Saved entries:
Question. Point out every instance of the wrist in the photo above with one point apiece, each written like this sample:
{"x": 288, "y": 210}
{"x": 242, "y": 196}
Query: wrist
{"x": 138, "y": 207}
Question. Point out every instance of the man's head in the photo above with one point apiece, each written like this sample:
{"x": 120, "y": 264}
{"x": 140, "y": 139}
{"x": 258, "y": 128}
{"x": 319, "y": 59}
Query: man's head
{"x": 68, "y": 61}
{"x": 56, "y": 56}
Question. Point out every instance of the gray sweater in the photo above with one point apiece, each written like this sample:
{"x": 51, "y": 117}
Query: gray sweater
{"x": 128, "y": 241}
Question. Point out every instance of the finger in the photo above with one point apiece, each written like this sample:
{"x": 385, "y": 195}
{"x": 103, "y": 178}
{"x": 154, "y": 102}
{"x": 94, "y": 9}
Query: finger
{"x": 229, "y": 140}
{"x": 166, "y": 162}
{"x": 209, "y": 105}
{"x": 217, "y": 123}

# Activity:
Reproduce all the entries above. Match them exactly.

# Answer box:
Question. Point out every instance of the wrist in the photo above with one point apiece, each written like this sample:
{"x": 288, "y": 210}
{"x": 242, "y": 196}
Query: wrist
{"x": 138, "y": 207}
Question. Point out every instance of the man's head in the photo above with one point apiece, each written like this sample:
{"x": 120, "y": 264}
{"x": 140, "y": 139}
{"x": 258, "y": 128}
{"x": 319, "y": 59}
Query: man's head
{"x": 68, "y": 61}
{"x": 56, "y": 56}
Question. Point out every instance of the gray sweater in the photo above with one point apiece, each written like this sample:
{"x": 51, "y": 117}
Query: gray sweater
{"x": 128, "y": 241}
Question. Point out every instance of the finger in the photo above with one point apiece, each written like this sample:
{"x": 385, "y": 195}
{"x": 103, "y": 178}
{"x": 154, "y": 102}
{"x": 94, "y": 9}
Query: finger
{"x": 229, "y": 140}
{"x": 166, "y": 162}
{"x": 209, "y": 105}
{"x": 217, "y": 123}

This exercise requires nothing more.